* begin Passage shown *

While SEO is a common marketing topic, Schmidt says some in the field miss its most obvious benefit: “The entire point of SEO is to rank higher in search engines.” Instead of focusing on the technical aspects of SEO, the author sets his sights on its strategic use. The book begins with a helpful, basic overview of SEO, including a brief glossary of key terms. Then Schmidt, an SEO expert, quickly moves to the idea that anchors the work—a concept he calls “Brand Primacy,” which means “brands have an advantage over other websites in internet searches.” The author largely concentrates on Google, since it is by far the dominant search engine. He offers background on Google’s development (intriguing yet not mandatory to know), but more important, Schmidt makes a compelling case for how “Google favors brand websites.” In fact, he even suggests “Google ‘owns’ part of your brand in a way, which can be tough to accept.” The author displays his considerable expertise in covering such areas as “topic authority,” “long-tail keywords,” and “content clusters.” Some readers may find these terms intimidating, but Schmidt explains them clearly and directly relates them to brand primacy. Perhaps one of the more broadly useful chapters is about brand awareness. Here, the author details ways to improve online brand awareness, including public relations, guest blogging, and the creation of excellent content. A key point he makes is that brand awareness can be significantly boosted with the use of videos, especially if posted on YouTube (a Google property). Marketers will also undoubtedly find the chapter on “outranking the competition” of particular interest since it addresses specific tactics for rising above competitors in Google rankings. Thankfully, Schmidt is knowledgeable enough to predict at least the probable direction of searches in the future. He envisions, for example, that brands will evolve from information publishers into “news organizations.” There is more to the author’s predictions, but suffice it to say Schmidt has an informed eye on the future. That’s one reason marketers would do well to pay attention.

* end Passage shown *

Exercise 1:
Write out the whole SEO book review above word for word.

* begin Given records *

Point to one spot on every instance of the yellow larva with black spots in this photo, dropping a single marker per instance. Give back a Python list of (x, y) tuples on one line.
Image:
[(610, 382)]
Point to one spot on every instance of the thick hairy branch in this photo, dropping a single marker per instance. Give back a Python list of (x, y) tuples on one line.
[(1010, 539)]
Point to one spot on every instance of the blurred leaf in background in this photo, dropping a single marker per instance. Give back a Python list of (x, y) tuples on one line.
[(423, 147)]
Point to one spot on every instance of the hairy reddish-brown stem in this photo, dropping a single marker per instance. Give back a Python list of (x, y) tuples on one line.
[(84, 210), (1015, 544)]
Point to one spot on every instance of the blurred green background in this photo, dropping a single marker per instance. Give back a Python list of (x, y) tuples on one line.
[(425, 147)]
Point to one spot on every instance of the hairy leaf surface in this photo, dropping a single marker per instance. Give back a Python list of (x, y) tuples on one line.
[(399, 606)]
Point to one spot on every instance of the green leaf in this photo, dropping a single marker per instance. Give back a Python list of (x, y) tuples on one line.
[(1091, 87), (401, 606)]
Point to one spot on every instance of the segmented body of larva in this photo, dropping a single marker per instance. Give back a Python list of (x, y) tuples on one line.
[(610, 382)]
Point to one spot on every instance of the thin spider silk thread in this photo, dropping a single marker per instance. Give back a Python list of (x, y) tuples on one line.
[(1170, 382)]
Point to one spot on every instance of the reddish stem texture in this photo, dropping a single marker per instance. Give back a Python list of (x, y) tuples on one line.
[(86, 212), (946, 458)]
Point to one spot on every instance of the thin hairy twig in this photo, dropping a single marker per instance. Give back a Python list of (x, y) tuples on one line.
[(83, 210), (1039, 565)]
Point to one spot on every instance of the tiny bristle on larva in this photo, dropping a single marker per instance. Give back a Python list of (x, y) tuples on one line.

* end Given records *

Exercise 2:
List every line of the rows above that contains the word "green", copying each such line in full. Case counts.

Full output 1:
While SEO is a common marketing topic, Schmidt says some in the field miss its most obvious benefit: “The entire point of SEO is to rank higher in search engines.” Instead of focusing on the technical aspects of SEO, the author sets his sights on its strategic use. The book begins with a helpful, basic overview of SEO, including a brief glossary of key terms. Then Schmidt, an SEO expert, quickly moves to the idea that anchors the work—a concept he calls “Brand Primacy,” which means “brands have an advantage over other websites in internet searches.” The author largely concentrates on Google, since it is by far the dominant search engine. He offers background on Google’s development (intriguing yet not mandatory to know), but more important, Schmidt makes a compelling case for how “Google favors brand websites.” In fact, he even suggests “Google ‘owns’ part of your brand in a way, which can be tough to accept.” The author displays his considerable expertise in covering such areas as “topic authority,” “long-tail keywords,” and “content clusters.” Some readers may find these terms intimidating, but Schmidt explains them clearly and directly relates them to brand primacy. Perhaps one of the more broadly useful chapters is about brand awareness. Here, the author details ways to improve online brand awareness, including public relations, guest blogging, and the creation of excellent content. A key point he makes is that brand awareness can be significantly boosted with the use of videos, especially if posted on YouTube (a Google property). Marketers will also undoubtedly find the chapter on “outranking the competition” of particular interest since it addresses specific tactics for rising above competitors in Google rankings. Thankfully, Schmidt is knowledgeable enough to predict at least the probable direction of searches in the future. He envisions, for example, that brands will evolve from information publishers into “news organizations.” There is more to the author’s predictions, but suffice it to say Schmidt has an informed eye on the future. That’s one reason marketers would do well to pay attention.

Full output 2:
Point to one spot on every instance of the blurred green background in this photo, dropping a single marker per instance. Give back a Python list of (x, y) tuples on one line.
Point to one spot on every instance of the green leaf in this photo, dropping a single marker per instance. Give back a Python list of (x, y) tuples on one line.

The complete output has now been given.